* [Yapmanız gereken] Devletin ekonomideki rolünü ele alan metinde “-İşletmeler devletin elinde” ile başlayan ve “ki o zamanlarda?” ile biten kısmı, bu son sözcükler de dahil olmak üzere, lütfen değiştirmeden çıkarın.

* [Verilen metin]
“Piyasacı” iktidarların bir temel tezi vardır:
Devlet piyasaya girmemeli, müdahale etmemeli, özel sektörün işlerine karışmamalı…
Küresel sermayenin pek hoşuna giden bu tezin gerekçesi şuydu:
-Devlet, katı ve bürokrat yapısı dolayısı ile işletmecilikte özel sektör kadar başarılı olamaz.
-Önemli yatırım kararları sonuçta birer devlet memuru olan yöneticilerin inisiyatifine bırakılamaz.
-İşletmeler devletin elinde olursa, iktidar politikacıları buralara kendi adamlarını doldurur, istismar olur, işletmeler hantallaşır, hazineye zarar yazar.
-Oysa her işletmenin amacı “para kazanmak” olmalıdır…
Falan filan…
*
Ama, Türkiye Cumhuriyeti’nin kuruluş yıllarında görülmüş ve yaşanmıştır ki, sermaye birikimi zayıf olan bizim gibi ülkelerde yerli özel sektör, özellikle büyük sınai yatırımları finanse edemiyor.
Bu çaptaki yatırımların yapılması mutlak bir gereksinim ise işin içine devletin de girmesinden başka çözüm yok.
Düşünsenize; Bu günün en köklü ve en büyük sermaye grubunun kurucusu Vehbi bey bile o kuruluş yıllarında sadece Ankara’lı bir bakkal değil miydi?
Ortada ciddi bir sermaye yok iken o şeker fabrikaları, o basma fabrikaları, daha sonraki demir çelik fabrikaları hangi parayla yapılabilirdi ki o zamanlarda?
O tarihte bunlar devlet eli ya da desteğiyle yapılmasaydı, ya “piyasa” ve dolayısıyla ekonomi tümden yabancılara teslim edilecekti veya sanayileşme adına hiçbir şey yapılamayacak, en ufak bir gelişme yaşanmayacaktı.
Bunlar yapılırken işin bir de ikinci yönü vardı:
Yine bizim gibi bir kurtuluş savaşı vermiş, ekonomisi güçsüz, saltanatı yıkıp halkını iktidara getirmiş ülkelerde, iktidarların bir “sosyal politika” da uygulaması gerekiyordu.
Öyle ya, ekonominin zayıf, sermayenin yetersiz, sanayiin bir “hiç” ölçüsünde olduğu ülkede “piyasa” modelinin halka bir şeyler vermesi, istihdamı geliştirmesi, stratejik sektörleri yabancılardan koruması mümkün olabilir miydi? Kimi büyük işletmeler sermayenin sadece daha fazla kazanma güdüsüyle içeriden-dışarıdan birilerine bırakılsaydı halkçı bir düzen kurulabilir, halka bir ölçüde de olsa refah sağlanabilir miydi?

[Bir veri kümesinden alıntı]

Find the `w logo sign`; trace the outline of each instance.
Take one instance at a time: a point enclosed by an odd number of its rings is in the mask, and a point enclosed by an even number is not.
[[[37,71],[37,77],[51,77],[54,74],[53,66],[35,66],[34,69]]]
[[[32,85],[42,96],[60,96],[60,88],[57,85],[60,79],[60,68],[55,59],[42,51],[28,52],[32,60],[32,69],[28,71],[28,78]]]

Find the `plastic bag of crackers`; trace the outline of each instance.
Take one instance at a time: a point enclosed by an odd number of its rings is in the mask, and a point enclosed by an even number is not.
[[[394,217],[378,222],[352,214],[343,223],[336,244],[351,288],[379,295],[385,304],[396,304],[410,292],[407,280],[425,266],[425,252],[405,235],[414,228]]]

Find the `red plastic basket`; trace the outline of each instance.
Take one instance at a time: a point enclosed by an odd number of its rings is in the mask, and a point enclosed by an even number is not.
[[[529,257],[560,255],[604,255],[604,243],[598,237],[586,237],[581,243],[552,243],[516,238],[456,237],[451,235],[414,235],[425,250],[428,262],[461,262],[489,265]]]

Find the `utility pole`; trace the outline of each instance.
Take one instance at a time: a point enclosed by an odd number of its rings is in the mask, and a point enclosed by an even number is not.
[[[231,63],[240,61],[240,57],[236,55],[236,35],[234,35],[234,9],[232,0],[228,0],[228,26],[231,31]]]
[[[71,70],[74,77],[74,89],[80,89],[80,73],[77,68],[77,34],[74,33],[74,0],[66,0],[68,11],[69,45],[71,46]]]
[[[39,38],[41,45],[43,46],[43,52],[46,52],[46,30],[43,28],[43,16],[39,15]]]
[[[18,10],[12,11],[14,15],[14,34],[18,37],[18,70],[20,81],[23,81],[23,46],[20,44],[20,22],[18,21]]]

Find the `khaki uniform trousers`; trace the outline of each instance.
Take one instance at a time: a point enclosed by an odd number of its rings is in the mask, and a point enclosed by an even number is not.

* [Beklenen çıktı]
-İşletmeler devletin elinde olursa, iktidar politikacıları buralara kendi adamlarını doldurur, istismar olur, işletmeler hantallaşır, hazineye zarar yazar.
-Oysa her işletmenin amacı “para kazanmak” olmalıdır…
Falan filan…
*
Ama, Türkiye Cumhuriyeti’nin kuruluş yıllarında görülmüş ve yaşanmıştır ki, sermaye birikimi zayıf olan bizim gibi ülkelerde yerli özel sektör, özellikle büyük sınai yatırımları finanse edemiyor.
Bu çaptaki yatırımların yapılması mutlak bir gereksinim ise işin içine devletin de girmesinden başka çözüm yok.
Düşünsenize; Bu günün en köklü ve en büyük sermaye grubunun kurucusu Vehbi bey bile o kuruluş yıllarında sadece Ankara’lı bir bakkal değil miydi?
Ortada ciddi bir sermaye yok iken o şeker fabrikaları, o basma fabrikaları, daha sonraki demir çelik fabrikaları hangi parayla yapılabilirdi ki o zamanlarda?